[Region annotation entries]

▶

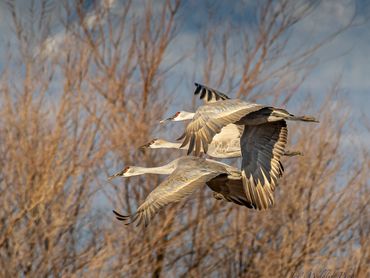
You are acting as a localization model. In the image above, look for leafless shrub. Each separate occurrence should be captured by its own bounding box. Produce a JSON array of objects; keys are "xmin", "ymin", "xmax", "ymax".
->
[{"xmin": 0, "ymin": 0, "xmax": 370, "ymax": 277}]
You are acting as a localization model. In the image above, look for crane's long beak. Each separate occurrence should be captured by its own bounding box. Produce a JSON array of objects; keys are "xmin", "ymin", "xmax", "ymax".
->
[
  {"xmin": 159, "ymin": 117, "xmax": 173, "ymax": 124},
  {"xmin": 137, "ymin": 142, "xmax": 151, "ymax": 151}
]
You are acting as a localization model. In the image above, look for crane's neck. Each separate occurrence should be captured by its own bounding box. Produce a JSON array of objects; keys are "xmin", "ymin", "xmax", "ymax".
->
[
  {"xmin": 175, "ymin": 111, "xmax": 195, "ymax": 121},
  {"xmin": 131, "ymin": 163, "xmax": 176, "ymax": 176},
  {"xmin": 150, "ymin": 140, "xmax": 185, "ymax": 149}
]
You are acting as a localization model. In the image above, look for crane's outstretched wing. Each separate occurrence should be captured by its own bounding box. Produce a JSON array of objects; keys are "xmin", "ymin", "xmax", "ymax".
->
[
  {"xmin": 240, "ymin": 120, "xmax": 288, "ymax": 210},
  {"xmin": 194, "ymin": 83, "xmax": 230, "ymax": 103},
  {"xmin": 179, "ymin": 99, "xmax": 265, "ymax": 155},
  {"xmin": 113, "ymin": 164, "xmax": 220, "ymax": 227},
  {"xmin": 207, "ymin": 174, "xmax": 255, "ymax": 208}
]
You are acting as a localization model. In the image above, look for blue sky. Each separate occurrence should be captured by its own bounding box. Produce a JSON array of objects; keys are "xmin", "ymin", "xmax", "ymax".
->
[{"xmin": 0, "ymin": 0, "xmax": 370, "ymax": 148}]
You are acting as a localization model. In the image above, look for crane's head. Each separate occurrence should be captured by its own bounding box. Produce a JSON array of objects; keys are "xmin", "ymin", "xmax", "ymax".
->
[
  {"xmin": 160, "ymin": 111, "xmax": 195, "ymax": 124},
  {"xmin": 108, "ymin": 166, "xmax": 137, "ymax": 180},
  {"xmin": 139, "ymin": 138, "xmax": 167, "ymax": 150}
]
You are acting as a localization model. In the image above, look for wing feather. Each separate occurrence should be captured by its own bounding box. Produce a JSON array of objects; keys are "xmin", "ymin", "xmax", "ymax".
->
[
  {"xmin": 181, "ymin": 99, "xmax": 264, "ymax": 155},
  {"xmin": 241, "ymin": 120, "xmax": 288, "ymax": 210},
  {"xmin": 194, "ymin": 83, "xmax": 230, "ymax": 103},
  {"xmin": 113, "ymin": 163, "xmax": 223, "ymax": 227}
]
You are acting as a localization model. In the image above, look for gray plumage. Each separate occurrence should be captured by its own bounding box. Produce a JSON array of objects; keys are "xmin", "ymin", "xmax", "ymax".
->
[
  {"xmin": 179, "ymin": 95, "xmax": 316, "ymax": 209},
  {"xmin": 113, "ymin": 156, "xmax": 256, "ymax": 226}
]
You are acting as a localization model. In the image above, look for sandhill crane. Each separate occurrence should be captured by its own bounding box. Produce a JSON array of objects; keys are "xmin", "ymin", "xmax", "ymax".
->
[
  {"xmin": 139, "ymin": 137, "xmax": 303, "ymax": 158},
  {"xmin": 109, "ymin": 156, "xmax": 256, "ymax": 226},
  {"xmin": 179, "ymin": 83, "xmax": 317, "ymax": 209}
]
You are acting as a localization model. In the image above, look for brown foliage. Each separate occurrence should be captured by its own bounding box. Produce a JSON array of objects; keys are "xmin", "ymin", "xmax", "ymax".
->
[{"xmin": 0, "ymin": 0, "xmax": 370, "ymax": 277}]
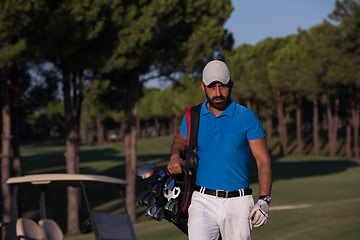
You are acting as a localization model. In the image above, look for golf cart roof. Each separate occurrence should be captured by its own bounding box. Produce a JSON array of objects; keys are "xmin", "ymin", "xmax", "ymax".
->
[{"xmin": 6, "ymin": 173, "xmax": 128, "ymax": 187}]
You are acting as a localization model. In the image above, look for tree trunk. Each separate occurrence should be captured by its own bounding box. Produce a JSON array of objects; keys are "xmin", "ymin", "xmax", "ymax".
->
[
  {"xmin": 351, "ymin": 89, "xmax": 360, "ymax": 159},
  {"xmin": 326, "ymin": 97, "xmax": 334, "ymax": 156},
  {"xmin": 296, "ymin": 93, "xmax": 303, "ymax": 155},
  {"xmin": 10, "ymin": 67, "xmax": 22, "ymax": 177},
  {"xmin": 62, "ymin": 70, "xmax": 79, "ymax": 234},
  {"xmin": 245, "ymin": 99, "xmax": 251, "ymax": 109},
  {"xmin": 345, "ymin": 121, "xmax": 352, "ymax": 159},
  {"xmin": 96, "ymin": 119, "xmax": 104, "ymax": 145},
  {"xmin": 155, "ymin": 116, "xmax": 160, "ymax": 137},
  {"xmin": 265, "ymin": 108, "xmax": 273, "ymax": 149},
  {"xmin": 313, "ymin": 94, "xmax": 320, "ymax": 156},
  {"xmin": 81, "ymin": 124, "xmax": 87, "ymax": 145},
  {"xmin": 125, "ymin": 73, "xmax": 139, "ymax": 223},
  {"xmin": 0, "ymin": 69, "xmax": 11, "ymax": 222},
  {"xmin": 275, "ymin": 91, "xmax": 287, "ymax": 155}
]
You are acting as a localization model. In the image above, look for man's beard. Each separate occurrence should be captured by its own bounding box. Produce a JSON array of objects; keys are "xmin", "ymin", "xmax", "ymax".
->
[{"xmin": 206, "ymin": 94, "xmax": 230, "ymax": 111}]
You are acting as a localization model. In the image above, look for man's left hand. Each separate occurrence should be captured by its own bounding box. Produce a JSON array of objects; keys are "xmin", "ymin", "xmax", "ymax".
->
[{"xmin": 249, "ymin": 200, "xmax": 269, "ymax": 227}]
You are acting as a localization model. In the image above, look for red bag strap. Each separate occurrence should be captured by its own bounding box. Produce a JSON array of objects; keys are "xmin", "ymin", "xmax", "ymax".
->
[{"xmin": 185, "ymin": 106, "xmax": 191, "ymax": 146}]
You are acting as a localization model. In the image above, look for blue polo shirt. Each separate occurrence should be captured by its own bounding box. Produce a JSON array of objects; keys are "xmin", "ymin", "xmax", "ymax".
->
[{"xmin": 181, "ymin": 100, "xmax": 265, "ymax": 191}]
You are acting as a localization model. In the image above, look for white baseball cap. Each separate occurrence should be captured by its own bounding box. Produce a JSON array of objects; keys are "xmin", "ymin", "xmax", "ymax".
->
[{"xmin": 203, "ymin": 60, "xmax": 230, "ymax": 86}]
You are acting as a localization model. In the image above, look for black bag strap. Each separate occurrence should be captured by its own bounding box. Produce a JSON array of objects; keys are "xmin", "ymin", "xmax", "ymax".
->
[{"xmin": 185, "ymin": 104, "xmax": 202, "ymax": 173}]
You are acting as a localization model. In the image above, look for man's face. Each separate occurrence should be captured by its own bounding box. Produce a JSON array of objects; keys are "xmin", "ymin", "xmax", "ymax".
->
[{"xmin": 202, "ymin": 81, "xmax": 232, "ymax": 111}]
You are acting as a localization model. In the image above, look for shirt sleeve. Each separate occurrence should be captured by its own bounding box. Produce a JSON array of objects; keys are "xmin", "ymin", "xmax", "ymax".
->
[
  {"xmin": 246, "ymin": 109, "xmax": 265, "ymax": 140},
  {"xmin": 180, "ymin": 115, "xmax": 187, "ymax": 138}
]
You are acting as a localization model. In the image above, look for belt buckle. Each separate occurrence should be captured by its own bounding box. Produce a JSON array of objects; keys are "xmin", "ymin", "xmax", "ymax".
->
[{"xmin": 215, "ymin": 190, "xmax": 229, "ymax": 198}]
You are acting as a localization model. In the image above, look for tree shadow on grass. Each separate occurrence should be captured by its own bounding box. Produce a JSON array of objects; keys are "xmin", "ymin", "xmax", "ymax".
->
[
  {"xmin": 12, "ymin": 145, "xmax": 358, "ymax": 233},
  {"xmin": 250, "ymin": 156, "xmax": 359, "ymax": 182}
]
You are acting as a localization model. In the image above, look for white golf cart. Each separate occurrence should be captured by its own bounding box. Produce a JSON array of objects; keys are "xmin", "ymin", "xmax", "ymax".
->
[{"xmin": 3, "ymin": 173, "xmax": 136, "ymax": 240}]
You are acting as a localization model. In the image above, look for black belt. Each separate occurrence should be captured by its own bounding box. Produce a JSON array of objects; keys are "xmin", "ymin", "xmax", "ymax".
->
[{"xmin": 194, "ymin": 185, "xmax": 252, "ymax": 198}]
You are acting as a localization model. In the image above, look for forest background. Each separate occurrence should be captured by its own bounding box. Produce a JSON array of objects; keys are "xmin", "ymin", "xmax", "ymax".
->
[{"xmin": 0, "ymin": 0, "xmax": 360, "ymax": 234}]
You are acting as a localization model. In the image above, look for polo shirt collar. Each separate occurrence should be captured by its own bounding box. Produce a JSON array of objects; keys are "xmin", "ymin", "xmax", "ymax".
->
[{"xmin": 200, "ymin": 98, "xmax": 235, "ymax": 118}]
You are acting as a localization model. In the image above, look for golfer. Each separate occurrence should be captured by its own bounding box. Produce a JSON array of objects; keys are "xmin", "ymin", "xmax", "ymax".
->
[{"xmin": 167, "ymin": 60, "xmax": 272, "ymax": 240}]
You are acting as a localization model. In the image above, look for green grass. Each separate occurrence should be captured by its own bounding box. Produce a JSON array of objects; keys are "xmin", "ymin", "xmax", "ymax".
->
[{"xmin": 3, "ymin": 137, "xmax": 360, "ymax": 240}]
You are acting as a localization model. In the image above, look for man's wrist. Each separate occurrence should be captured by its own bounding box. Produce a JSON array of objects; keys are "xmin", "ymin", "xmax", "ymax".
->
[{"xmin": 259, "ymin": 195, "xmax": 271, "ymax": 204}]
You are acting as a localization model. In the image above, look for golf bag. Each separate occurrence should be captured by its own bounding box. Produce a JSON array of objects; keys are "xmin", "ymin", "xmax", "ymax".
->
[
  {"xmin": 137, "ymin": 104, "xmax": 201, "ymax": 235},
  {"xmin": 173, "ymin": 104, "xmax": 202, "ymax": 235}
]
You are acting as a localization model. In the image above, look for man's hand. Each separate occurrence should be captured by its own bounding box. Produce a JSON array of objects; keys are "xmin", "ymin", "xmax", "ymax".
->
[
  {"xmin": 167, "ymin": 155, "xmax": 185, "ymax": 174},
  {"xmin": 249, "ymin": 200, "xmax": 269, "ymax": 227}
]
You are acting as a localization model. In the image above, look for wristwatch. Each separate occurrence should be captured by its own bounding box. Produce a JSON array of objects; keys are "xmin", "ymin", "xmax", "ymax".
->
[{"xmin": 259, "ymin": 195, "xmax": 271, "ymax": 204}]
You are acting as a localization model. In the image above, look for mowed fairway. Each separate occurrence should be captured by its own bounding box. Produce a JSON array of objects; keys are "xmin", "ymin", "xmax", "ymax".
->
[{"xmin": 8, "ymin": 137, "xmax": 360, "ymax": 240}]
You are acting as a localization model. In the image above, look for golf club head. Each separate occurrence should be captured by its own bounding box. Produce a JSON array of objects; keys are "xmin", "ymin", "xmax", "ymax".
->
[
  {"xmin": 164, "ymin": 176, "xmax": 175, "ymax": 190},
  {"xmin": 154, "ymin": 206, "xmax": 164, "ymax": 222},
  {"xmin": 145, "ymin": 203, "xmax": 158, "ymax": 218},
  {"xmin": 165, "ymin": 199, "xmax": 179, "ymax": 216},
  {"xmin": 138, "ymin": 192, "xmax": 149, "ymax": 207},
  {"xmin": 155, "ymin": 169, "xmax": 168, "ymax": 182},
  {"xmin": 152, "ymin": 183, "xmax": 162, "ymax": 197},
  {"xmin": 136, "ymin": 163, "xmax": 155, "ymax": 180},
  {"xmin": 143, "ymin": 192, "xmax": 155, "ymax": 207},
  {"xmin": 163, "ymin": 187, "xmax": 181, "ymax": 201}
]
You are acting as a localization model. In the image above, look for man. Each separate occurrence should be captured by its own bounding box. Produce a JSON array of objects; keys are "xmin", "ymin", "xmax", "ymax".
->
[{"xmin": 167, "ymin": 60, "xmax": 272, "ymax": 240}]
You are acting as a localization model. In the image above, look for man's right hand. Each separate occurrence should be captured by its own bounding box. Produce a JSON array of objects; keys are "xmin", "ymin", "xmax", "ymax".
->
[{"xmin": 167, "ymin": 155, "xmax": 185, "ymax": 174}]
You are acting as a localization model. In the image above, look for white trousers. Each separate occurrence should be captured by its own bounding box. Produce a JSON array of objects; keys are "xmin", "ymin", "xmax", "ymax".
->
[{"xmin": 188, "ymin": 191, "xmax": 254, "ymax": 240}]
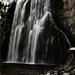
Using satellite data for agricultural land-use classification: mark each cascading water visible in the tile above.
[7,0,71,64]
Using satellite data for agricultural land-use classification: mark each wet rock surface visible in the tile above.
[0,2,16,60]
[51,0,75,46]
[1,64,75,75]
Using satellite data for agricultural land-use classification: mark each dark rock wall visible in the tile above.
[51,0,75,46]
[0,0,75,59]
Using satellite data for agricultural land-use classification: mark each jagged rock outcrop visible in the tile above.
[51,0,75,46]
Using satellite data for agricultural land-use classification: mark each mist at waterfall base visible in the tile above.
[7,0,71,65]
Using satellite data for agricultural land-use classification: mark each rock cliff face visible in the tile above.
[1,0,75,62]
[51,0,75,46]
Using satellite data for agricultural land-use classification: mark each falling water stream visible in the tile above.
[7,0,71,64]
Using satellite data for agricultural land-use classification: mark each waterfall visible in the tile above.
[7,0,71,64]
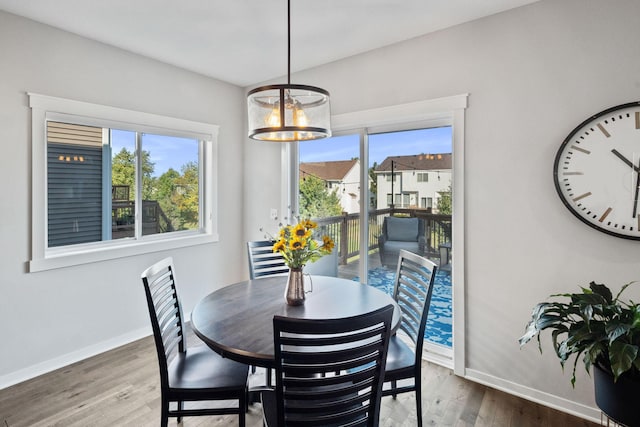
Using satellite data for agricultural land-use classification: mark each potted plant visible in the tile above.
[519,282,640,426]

◀

● WHAT TO WORK ON: Express the listing as a numbered list with no blank lines, starting at the line that contains "wall visible in the tile above." and ending at the end of the listing. Leave the pictures out of your answer.

● RESULT:
1. Using satellite data for agricultural land-use classification: mark each dark rock wall visible in the tile above.
2. [51,0,75,46]
3. [0,0,75,59]
4. Using satellite data for agricultural land-use classification: mark each jagged rock outcrop visible in the tile above.
5. [51,0,75,46]
6. Using satellite data for agricultural land-use classification: mark each mist at waterfall base visible in the tile above.
7. [7,0,71,65]
8. Using satellite data for agricultural land-use classification: mark each rock cliff face visible in the tile above.
9. [1,0,75,62]
10. [51,0,75,46]
11. Using satellite data for agricultural land-use classification: mark each falling water stream visible in the tile above.
12. [7,0,71,64]
13. Using satellite data for agricultural land-use classification: mark each waterfall visible in the tile above.
14. [7,0,71,64]
15. Using satellite data for agricultural land-use classification: mark each potted plant visible in the tile above.
16. [519,282,640,426]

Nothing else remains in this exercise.